## THE TASK
Continue the parenting blog text from its last sentence, carrying on the "Bitter, Bitter Cold" entry.

## SOURCE TEXT
Actually, come to think of it, that's a VERY good analogy for sensory processing dysfunction.
Thirdly, oh happy day, because he is two years old, not potty-trained, and has issues that may make that take a long time, she says we qualify for free diapers through her clinic's diaper program. From ages 2-18! He'll be trained before then. :) So I have a number to call to set that up. Another expense to cross off the list, which is MARVELOUS because I had just been thinking about how diapers get more and more expensive the larger the size. He wears on average maybe four cloth diapers a day, because he goes in disposables overnight, any time we go out, or if I try to put him down for a nap, if we're visiting or traveling, you get the idea.
Fourthly, I have two copies of the "Sensory Processing Disorder Symptom Checklist" to fill out. One I'm filling out according to what issues we saw a year ago, one is for him as he is now, so we can track his progress. I haven't actually perused the checklist in months, so it should be really interesting.
And finally, I have a booklet to study entitled, "When I'm 3, Where Will I Be?" It goes over the transition process from Early Intervention, which goes up to age 3, to school district services (should we require them). I thought it was almost a year off, but the process begins at 2 years and 6 months! So in JUNE, we'll be sitting down with our coordinator to put together a referral packet and get things started! How exciting!

Friday, January 16, 2009

Bitter, Bitter Cold

Times like this, I am sooo jealous of our friend Carey's wood-burning stove. And we don't even have (today at least) the sub-zero temps they have north of us. It's above zero, barely, now.

(Referring expression data)
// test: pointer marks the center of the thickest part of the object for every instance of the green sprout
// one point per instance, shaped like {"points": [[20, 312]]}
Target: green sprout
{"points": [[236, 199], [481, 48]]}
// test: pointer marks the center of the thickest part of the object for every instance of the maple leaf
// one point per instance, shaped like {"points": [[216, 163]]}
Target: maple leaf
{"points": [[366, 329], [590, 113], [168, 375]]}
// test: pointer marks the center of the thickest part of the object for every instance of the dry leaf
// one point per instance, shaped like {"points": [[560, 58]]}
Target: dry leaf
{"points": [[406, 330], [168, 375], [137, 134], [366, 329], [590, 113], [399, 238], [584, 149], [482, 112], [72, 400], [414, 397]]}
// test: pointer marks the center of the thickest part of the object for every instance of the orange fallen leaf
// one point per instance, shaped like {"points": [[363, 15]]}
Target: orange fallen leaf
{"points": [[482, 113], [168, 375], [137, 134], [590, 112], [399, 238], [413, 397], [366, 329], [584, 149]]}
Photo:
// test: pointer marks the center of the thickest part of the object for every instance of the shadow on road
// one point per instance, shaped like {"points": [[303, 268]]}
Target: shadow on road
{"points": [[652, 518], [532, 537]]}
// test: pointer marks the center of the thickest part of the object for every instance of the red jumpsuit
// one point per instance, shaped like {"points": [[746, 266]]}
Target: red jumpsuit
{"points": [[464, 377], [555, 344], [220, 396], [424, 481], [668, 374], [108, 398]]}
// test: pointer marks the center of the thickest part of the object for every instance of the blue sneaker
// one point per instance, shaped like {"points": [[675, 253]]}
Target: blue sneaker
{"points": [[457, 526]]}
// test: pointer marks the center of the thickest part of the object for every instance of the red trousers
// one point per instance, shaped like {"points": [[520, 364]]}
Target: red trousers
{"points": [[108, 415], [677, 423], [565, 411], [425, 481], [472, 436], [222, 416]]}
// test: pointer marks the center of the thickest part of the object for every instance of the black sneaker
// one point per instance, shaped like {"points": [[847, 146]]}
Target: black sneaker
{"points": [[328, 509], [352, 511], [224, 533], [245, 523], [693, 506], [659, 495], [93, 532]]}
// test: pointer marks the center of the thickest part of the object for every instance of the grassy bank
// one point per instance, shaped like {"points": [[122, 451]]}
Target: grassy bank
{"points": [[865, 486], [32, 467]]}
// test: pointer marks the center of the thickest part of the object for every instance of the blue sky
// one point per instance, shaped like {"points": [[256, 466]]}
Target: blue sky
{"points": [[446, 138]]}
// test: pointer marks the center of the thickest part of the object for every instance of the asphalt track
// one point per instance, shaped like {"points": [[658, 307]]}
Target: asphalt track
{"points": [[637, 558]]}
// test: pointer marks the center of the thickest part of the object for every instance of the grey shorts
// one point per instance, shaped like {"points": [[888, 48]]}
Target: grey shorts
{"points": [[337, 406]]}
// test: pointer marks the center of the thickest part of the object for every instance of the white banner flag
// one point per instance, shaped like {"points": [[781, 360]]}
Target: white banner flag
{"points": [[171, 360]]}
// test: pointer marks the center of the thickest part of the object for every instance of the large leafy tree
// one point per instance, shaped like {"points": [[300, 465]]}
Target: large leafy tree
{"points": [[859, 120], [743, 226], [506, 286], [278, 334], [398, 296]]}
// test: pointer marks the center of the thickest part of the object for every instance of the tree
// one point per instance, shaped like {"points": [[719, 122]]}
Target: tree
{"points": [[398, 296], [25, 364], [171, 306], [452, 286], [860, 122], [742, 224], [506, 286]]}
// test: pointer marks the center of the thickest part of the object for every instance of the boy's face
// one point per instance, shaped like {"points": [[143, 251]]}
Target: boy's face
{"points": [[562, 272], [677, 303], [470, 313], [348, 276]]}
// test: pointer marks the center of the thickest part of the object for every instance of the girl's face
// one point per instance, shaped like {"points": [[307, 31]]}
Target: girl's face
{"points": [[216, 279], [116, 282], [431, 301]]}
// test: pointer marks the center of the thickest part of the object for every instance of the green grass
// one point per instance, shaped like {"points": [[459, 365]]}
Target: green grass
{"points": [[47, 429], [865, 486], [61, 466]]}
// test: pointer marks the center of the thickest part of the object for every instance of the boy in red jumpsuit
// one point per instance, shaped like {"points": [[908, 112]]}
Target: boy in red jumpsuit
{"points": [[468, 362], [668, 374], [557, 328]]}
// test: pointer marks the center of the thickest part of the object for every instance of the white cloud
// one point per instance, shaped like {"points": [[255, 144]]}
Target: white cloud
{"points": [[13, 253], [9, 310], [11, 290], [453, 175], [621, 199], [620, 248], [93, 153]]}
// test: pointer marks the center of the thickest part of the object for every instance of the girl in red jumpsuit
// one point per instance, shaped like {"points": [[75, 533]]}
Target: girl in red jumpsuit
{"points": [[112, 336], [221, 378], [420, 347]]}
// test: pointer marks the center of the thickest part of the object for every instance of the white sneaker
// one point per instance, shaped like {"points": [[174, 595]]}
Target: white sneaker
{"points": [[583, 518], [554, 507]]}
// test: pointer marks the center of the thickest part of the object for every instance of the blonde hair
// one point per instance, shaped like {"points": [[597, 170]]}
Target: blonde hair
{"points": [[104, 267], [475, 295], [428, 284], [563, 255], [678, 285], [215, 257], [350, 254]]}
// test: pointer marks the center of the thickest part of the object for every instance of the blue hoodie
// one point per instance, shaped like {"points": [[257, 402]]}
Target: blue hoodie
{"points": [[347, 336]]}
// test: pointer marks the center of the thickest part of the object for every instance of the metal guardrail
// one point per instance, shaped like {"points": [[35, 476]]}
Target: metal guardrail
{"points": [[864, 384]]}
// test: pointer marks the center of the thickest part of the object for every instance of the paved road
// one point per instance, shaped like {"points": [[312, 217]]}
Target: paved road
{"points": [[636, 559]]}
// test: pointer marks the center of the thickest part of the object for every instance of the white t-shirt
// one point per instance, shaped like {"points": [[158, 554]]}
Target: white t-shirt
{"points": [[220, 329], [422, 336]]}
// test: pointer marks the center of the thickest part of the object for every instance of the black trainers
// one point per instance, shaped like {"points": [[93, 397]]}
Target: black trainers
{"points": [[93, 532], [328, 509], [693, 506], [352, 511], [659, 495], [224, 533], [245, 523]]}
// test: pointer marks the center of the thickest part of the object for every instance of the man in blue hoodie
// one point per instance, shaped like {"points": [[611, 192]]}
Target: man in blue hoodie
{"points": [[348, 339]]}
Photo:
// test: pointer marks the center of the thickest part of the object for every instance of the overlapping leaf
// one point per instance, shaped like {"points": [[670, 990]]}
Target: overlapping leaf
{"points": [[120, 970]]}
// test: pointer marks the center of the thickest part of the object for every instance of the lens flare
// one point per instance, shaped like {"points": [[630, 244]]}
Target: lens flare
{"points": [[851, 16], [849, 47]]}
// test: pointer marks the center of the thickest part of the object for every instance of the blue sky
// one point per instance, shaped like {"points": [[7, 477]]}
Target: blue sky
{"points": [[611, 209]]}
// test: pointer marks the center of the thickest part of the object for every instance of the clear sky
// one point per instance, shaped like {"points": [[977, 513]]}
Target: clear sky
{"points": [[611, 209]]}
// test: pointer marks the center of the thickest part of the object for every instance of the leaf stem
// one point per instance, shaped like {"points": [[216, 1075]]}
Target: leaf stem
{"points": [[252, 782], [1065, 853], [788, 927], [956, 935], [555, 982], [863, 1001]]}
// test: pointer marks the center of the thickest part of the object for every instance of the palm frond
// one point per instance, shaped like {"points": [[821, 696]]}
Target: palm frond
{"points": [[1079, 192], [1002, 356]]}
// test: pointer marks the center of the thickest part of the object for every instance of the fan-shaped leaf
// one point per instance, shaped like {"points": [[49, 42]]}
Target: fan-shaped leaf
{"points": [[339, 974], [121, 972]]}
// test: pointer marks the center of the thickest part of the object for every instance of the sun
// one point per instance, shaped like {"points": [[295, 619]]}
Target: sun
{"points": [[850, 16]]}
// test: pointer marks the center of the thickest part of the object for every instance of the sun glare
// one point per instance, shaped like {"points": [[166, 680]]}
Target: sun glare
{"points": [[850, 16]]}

## RESPONSE TO THE TASK
Until lately, I nodded and smiled when people said, "Keep warm!" because, well, isn't that a DUH? We have a house, four walls and a roof, and a functional heating system. So by keeping warm, you basically mean stay inside, right?
Turns out you have no idea how many drafts your house has until the breeze coming through them is sub-zero. My toes, frost-nipped in junior high, have been hurting for two or three days straight. That's INSIDE in socks and shoes. I have blocked a drafty window in the family room with a rolled-up garbage bag along the sill. Husband has taped a garbage bag over the kitchen window through which there REALLY WAS a breeze. This morning we shut a blanket in the doorway of the laundry room, which is uninsulated and unheated (yes, I've been tossing a coat on to do laundry) and it seems the doorway from it into the living room does not shut entirely. Funny the things you notice when it's exactly 2 degrees outside. Husband and I are now sleeping in the family room, where the heaters work the best of all. And we have a FROZEN PIPE. The hot water pipe (of all pipes, that one) in the kitchen is frozen solid. Husband is hoping to put heating tape around all pipes to which he can find access when he gets home from work tonight, which will be after 8 p.m. because of church tonight. Vespers for St. Anthony's Day tomorrow. I really wonder who will show, honestly. WE'LL be there, because we live ten minutes away and we're just crazy like that. And the verse doesn't say, "Where everyone who SHOULD be there are gathered in My Name", it says "Where two or three are gathered in My Name, there am I in the midst of them" (Matt.18:20) and Father plus us equals four. So there. We're going to the dance tomorrow night, too.
So for now, being the only "sink" of any size with hot water, the bathtub is considered the biggest sink in the house. Laundry is actually being done in bulk at a laundromat, in draft-free warmth, albeit at higher expense, until it gets above freezing again, just because it's not going to get done otherwise. I need to at least put down some carpet scraps on the concrete floor, because the little rag-rug from Walmart doesn't cut it, that floor is COOOOLD. And the two warmest spots in the house are right in front of our greenhouse of a front window in the living room, and sitting here at the computer right in front of the heater here.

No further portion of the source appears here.